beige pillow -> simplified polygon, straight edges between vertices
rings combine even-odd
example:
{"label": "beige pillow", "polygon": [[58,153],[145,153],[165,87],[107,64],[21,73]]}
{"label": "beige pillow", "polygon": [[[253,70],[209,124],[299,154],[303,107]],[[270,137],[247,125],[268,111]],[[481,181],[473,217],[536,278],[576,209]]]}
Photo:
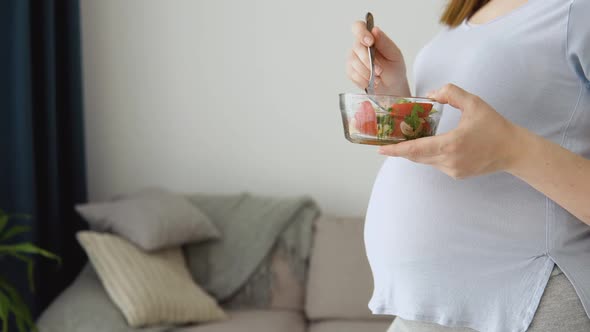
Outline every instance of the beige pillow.
{"label": "beige pillow", "polygon": [[116,235],[91,231],[77,238],[130,326],[227,318],[193,281],[180,248],[146,253]]}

AIM –
Turn the entries above into a JSON list of strings, one string per line, skipping blank lines and leaving out the pictures.

RESPONSE FOR THIS EXERCISE –
[
  "beige pillow -> simplified polygon, straight edges between vertices",
  "rings combine even-odd",
  "example:",
  "{\"label\": \"beige pillow\", \"polygon\": [[58,153],[145,153],[165,87],[107,64],[21,73]]}",
  "{\"label\": \"beige pillow\", \"polygon\": [[[253,70],[209,124],[299,154],[303,107]],[[270,137],[247,125],[268,111]],[[481,181],[473,217],[536,278],[576,209]]]}",
  "Photo:",
  "Outline every instance of the beige pillow.",
  "{\"label\": \"beige pillow\", \"polygon\": [[116,235],[91,231],[77,238],[130,326],[227,318],[193,281],[180,248],[146,253]]}"
]